* _Consigne 1_: Résumez le texte source en deux phrases.
* _Consigne 2_: Recopiez dans le texte source tout ce qui va de « La rencontre-débat se » jusqu'à « cette oeuvre improvisée. », sans rien y changer.

* _Texte source_:
------------------------------------------------------------------------

La rencontre-débat se déroule dans une très belle salle à la voute basilicale (si je ne me trompe) dont la charpente en bois, avec ses arcs plein-cintre, est d'une très grande beauté. Je prends place au premier rang, juste devant la longue table qui va recevoir dans quelques instants les quatre écrivains. Derrière la table, il y a un mur immense, dont la surface est comme un palimpseste écorché sur lequel on devine quelques traces timides de domesticité qui paraissent bien sages par rapport aux multiples zébrures, arrachements, délitements qui composent l'essentiel d'un tableau d'une force primitive. L'éclairage qui est assez tamisé apporte un supplément d'inquiétude à cette oeuvre improvisée.

------------------------------------------------------------------------

* _Données de pointage d'expressions référentielles_:
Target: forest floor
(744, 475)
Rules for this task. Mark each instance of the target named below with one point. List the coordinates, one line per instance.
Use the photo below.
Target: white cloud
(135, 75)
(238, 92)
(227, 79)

------------------------------------------------------------------------

* _Zone de réponse 1_: La rencontre-débat a lieu dans une très belle salle dont la charpente en bois à arcs plein-cintre est d'une grande beauté, et une place est prise au premier rang, devant la table qui va accueillir les quatre écrivains. Derrière cette table se dresse un mur immense, pareil à un palimpseste écorché couvert de zébrures et d'arrachements, que l'éclairage tamisé rend plus inquiétant encore.

* _Zone de réponse 2_:
La rencontre-débat se déroule dans une très belle salle à la voute basilicale (si je ne me trompe) dont la charpente en bois, avec ses arcs plein-cintre, est d'une très grande beauté. Je prends place au premier rang, juste devant la longue table qui va recevoir dans quelques instants les quatre écrivains. Derrière la table, il y a un mur immense, dont la surface est comme un palimpseste écorché sur lequel on devine quelques traces timides de domesticité qui paraissent bien sages par rapport aux multiples zébrures, arrachements, délitements qui composent l'essentiel d'un tableau d'une force primitive. L'éclairage qui est assez tamisé apporte un supplément d'inquiétude à cette oeuvre improvisée.